Rewrite the part of the rows that begins with the line containing "Tag the gray" and runs through the end of the rows, swapping "wooden" for "timber" and leaving everything else unchanged.

-------------------------

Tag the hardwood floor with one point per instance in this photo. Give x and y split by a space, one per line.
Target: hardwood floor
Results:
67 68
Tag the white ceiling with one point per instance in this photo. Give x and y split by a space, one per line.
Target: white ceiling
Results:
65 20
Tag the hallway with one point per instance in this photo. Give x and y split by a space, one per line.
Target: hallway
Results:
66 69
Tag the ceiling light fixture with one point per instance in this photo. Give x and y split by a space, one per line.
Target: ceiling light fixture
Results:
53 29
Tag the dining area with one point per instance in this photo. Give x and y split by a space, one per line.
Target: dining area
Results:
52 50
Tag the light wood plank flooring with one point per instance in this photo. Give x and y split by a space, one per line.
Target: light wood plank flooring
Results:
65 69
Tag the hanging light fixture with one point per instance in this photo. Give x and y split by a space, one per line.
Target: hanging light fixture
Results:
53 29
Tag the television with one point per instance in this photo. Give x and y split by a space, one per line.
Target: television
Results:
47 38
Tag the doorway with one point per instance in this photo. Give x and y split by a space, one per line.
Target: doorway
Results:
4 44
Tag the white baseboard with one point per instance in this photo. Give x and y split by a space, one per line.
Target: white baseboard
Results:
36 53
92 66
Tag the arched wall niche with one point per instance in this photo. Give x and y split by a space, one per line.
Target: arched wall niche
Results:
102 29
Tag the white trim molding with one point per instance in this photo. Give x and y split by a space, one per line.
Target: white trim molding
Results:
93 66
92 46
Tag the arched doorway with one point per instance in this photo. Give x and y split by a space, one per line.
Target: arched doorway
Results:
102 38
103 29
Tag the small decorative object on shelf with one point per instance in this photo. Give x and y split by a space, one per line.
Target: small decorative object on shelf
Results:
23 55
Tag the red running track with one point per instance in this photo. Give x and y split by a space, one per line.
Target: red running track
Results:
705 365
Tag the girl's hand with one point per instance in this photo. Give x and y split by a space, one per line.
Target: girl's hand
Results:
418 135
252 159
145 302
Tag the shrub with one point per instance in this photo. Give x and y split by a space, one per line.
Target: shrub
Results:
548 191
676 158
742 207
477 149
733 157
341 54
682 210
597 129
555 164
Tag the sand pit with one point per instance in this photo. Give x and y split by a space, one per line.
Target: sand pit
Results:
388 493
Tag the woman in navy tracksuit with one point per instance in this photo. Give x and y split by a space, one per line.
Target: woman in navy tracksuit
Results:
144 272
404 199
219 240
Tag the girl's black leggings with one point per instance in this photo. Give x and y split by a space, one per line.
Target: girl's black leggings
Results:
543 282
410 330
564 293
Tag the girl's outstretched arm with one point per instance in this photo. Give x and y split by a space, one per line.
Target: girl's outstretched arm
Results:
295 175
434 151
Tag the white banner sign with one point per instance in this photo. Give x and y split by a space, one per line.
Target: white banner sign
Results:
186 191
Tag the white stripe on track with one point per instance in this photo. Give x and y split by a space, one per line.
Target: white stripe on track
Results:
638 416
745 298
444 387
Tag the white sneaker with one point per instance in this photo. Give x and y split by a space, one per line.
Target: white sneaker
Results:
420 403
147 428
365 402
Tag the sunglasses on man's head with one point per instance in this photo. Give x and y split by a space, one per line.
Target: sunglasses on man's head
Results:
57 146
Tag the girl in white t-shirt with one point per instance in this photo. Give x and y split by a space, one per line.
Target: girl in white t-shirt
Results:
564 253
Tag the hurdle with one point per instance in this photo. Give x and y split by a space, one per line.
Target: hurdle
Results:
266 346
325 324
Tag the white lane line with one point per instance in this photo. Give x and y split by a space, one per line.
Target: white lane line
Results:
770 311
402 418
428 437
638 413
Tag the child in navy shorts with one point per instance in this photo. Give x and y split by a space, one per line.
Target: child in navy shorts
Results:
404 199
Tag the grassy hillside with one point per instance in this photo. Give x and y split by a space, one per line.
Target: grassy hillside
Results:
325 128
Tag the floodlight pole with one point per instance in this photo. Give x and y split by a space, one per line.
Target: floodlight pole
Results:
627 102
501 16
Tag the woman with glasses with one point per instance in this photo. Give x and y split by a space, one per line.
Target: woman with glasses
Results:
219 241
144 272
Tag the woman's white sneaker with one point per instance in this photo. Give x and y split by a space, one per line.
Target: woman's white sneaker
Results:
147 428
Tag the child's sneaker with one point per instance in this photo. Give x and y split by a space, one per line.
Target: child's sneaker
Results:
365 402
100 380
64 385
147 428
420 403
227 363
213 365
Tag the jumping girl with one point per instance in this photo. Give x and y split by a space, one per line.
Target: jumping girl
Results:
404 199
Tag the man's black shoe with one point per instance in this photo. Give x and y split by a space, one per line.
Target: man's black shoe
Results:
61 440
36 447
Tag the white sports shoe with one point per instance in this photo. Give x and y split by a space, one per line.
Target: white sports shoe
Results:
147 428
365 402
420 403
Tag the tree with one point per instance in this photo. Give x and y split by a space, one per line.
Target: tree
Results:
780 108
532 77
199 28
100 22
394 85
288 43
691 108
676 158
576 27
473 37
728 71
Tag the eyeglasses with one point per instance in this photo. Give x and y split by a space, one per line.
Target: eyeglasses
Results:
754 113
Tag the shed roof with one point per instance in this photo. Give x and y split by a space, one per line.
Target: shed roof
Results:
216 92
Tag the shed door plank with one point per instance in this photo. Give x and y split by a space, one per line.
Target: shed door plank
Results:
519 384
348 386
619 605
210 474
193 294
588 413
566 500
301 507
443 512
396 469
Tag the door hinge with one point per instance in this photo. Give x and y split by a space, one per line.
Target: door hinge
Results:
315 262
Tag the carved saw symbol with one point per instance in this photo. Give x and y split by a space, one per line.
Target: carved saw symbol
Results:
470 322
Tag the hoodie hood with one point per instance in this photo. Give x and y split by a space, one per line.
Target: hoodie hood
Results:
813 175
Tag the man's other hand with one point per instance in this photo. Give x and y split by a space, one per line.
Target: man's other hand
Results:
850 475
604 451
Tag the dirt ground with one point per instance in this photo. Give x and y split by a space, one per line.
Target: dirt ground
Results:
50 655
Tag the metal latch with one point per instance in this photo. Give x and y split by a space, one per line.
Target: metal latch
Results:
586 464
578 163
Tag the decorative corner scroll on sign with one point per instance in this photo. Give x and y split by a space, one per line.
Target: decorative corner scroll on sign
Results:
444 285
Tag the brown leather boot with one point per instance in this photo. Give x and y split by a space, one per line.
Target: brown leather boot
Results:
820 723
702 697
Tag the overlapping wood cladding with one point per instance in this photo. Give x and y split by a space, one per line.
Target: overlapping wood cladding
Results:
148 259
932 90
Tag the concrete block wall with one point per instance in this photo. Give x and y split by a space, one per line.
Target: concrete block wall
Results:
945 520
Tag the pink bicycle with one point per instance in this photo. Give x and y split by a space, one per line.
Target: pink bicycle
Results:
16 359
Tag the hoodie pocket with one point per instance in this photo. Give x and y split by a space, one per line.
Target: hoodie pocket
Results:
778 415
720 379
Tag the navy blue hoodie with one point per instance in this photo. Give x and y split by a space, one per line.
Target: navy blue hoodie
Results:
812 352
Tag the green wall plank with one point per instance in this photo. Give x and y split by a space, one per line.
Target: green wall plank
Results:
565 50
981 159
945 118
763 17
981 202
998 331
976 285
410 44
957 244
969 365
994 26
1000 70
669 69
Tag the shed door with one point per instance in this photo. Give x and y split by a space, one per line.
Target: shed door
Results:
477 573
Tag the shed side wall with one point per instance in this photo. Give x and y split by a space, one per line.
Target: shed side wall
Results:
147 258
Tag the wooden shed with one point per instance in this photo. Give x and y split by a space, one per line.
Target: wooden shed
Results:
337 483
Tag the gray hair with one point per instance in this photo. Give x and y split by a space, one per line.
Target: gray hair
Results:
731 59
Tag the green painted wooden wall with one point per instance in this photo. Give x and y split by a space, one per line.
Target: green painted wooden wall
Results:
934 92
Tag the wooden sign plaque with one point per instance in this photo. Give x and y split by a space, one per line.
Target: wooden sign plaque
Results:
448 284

-------------------------

Task result:
Tag the gray hair with one point per instance in this photo. Give x and y split by a space, one per line.
Target: gray hair
Results:
731 59
Tag the green painted timber wall with one point per instance in this photo. Give x and y split by a space, one per line.
Target: green painted timber wall
Results:
934 92
Tag the timber sign plaque with one point per instance in this photo. Give x and y split by a space, one per line.
Target: timber sign plaque
Results:
448 284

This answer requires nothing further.